### [Task details]
The answer is the data below, repeated exactly, with no pictures included.

### [Input material]
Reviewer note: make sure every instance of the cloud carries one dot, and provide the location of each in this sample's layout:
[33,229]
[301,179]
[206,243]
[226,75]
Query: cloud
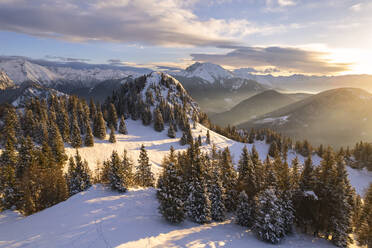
[288,59]
[149,22]
[278,5]
[66,59]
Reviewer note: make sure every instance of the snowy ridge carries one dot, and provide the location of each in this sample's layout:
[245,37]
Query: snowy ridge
[207,71]
[158,145]
[100,217]
[21,70]
[5,81]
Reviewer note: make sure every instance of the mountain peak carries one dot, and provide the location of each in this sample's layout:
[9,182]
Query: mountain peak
[5,81]
[207,71]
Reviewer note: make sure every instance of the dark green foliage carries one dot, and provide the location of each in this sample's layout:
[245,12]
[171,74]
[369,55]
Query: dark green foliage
[158,120]
[144,176]
[112,138]
[268,225]
[99,127]
[171,131]
[89,139]
[245,210]
[122,126]
[229,179]
[116,173]
[170,191]
[364,230]
[79,175]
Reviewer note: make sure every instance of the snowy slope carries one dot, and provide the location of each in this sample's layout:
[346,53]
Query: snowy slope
[20,70]
[5,81]
[103,218]
[207,71]
[158,145]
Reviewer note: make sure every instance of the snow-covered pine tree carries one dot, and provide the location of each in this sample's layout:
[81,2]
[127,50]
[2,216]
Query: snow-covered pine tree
[128,173]
[25,154]
[144,176]
[116,174]
[364,231]
[75,138]
[208,139]
[79,175]
[171,131]
[122,126]
[342,206]
[217,196]
[268,224]
[112,138]
[170,190]
[89,140]
[183,140]
[56,143]
[245,210]
[229,179]
[158,120]
[112,118]
[99,127]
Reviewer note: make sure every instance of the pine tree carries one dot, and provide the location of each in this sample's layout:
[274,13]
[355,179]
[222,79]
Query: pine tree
[170,191]
[217,197]
[229,179]
[112,118]
[127,165]
[112,138]
[268,224]
[122,126]
[183,140]
[342,206]
[116,173]
[208,140]
[99,127]
[273,150]
[89,140]
[364,232]
[8,186]
[198,203]
[25,154]
[79,175]
[144,176]
[56,144]
[76,141]
[158,120]
[245,210]
[171,131]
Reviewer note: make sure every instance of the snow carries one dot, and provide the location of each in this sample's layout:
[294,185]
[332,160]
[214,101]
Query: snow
[158,144]
[279,120]
[207,71]
[100,217]
[21,70]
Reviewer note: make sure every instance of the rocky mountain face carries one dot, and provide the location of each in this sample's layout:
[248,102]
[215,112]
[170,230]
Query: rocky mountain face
[5,81]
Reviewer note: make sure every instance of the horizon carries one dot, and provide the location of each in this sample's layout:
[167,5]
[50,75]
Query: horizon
[282,37]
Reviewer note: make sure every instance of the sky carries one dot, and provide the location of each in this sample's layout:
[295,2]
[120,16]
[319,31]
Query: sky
[283,37]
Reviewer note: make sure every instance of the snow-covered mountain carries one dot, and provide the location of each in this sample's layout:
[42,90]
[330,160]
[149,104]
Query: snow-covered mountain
[20,94]
[21,69]
[206,71]
[5,81]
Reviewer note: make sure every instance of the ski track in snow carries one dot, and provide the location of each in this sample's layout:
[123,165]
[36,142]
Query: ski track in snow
[158,144]
[100,217]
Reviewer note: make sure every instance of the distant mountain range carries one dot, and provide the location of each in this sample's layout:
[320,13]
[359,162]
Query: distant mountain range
[255,106]
[337,117]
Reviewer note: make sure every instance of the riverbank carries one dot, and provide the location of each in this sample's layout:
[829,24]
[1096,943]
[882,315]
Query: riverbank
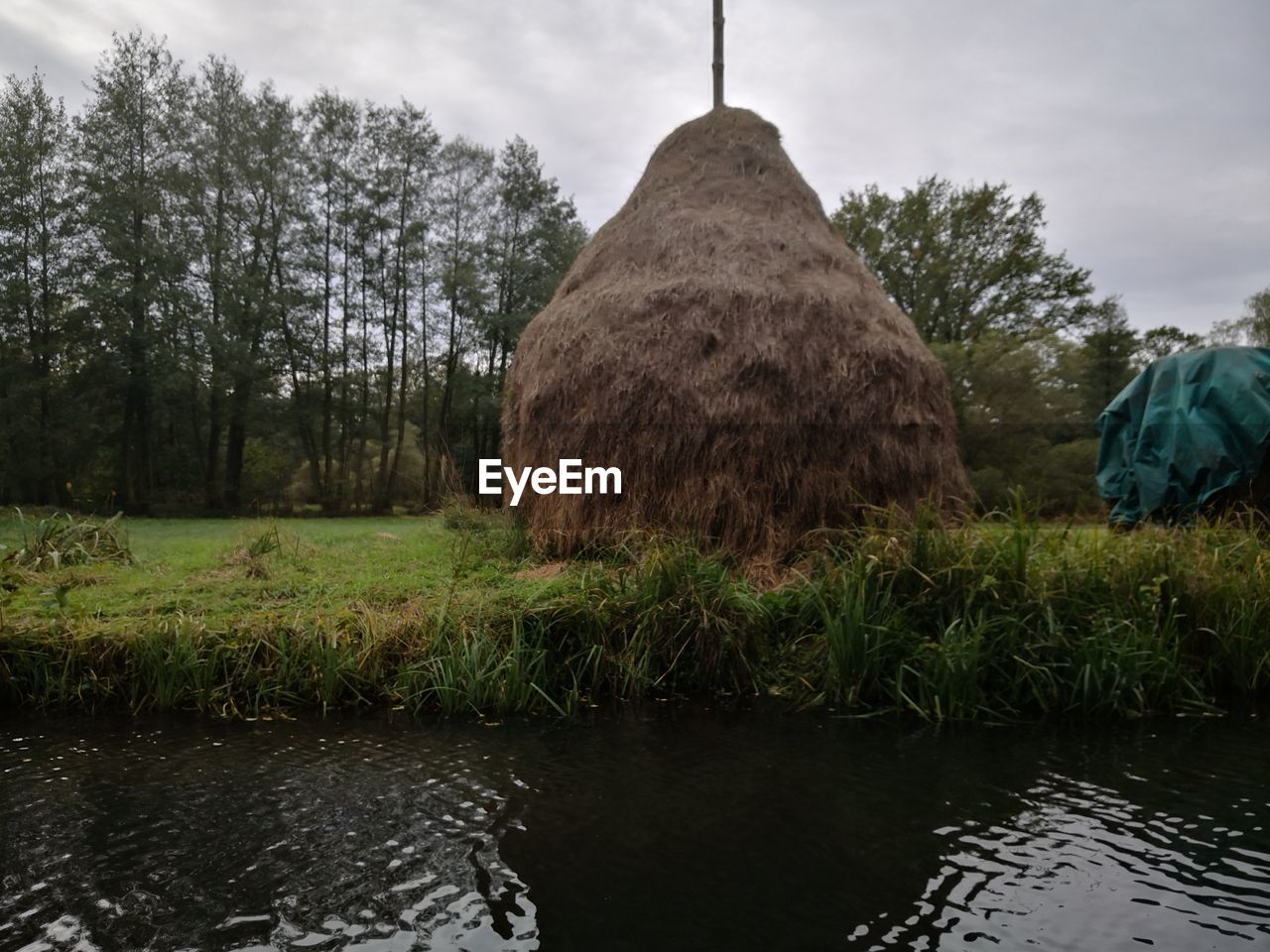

### [Solution to the problem]
Reviewer note: make sure every instance of the cloud carries one dot, and provide the location of each in this sample's layout:
[33,229]
[301,179]
[206,243]
[226,75]
Query: cloud
[288,59]
[149,22]
[278,5]
[66,59]
Reviewer note: make sure every instance of the snowy ridge carries one dot, and provide the location of each in this sample's layout:
[245,37]
Query: snowy ridge
[207,71]
[158,145]
[100,217]
[21,70]
[5,81]
Reviewer note: make sure every instance of the mountain peak carries one dot, and provide the location of each in this sample's layout:
[9,182]
Query: mountain peak
[5,81]
[207,71]
Reviewer note: make sure every instance of the dark green foliage carries one dot, and provide the location of each in this sample's layout:
[245,12]
[171,74]
[369,55]
Query: dark green foliage
[158,120]
[144,176]
[112,138]
[268,225]
[99,127]
[171,131]
[89,139]
[245,210]
[122,126]
[229,179]
[116,173]
[170,191]
[364,230]
[79,175]
Reviewer note: make sure every instance of the snowy slope carries one dot, and provide the location of each in this sample's layout:
[346,53]
Query: snowy slope
[20,70]
[5,81]
[103,218]
[207,71]
[158,145]
Reviewer note: make sure every instance of the snow-covered pine tree carries one dot, and provide the location of each in this sample's layout:
[81,2]
[127,50]
[2,216]
Query: snow-covered pine tree
[128,173]
[25,154]
[144,176]
[116,174]
[364,231]
[75,138]
[208,139]
[79,175]
[171,131]
[122,126]
[342,206]
[217,196]
[268,224]
[112,138]
[170,190]
[89,140]
[183,140]
[56,143]
[245,210]
[229,179]
[158,120]
[112,118]
[99,127]
Reviewer note: make sure every instance of the pine tree carries one dot, and provide the location of each in this sample's layout:
[274,13]
[355,179]
[222,79]
Query: pine tree
[170,191]
[217,197]
[229,179]
[112,118]
[127,165]
[112,138]
[268,224]
[122,126]
[183,140]
[342,206]
[116,173]
[208,140]
[99,127]
[273,150]
[89,140]
[364,232]
[8,186]
[198,203]
[25,154]
[79,175]
[144,176]
[56,144]
[76,141]
[158,120]
[245,210]
[171,131]
Reviewer note: make sure every instance of the snow carries one dot, and provide the location of each in this sample's layout:
[294,185]
[332,160]
[214,101]
Query: snow
[158,144]
[279,120]
[207,71]
[100,217]
[21,70]
Reviewer note: make sure every instance of the rocky mountain face carries one dot, and provide the location of each in this sample's layout:
[248,102]
[215,112]
[170,230]
Query: rocky mountain face
[5,81]
Reviewer note: make sure every instance of the horizon carries one dot, and provide the location of each in this sample's layout:
[167,5]
[50,75]
Query: horizon
[282,37]
Reviewer note: make sure every instance of the sky carries one dot, and provide the location of each in this sample's layout:
[295,2]
[120,16]
[319,31]
Query: sky
[283,37]
Reviewer note: make sure every instance of the snow-covered mountain carries one dot, and provide the location of each in this sample's layout:
[42,90]
[330,160]
[149,104]
Query: snow-covered mountain
[20,94]
[21,69]
[206,71]
[5,81]
Reviewer note: make sure every instance of the ski track in snow carries one dot, and provide the location of each in this sample's layout:
[123,165]
[36,142]
Query: ski track in snow
[158,144]
[100,217]
Reviewer note: make sure every instance of the distant mountain range carries one dot, and provide the location of each in this sample's layout:
[320,13]
[359,162]
Query: distant mountain range
[255,106]
[337,117]
Reviewer note: make sure every instance of the riverbank carries one dot, and provide the location of each in this sample's layout:
[829,24]
[1096,943]
[882,315]
Query: riverbank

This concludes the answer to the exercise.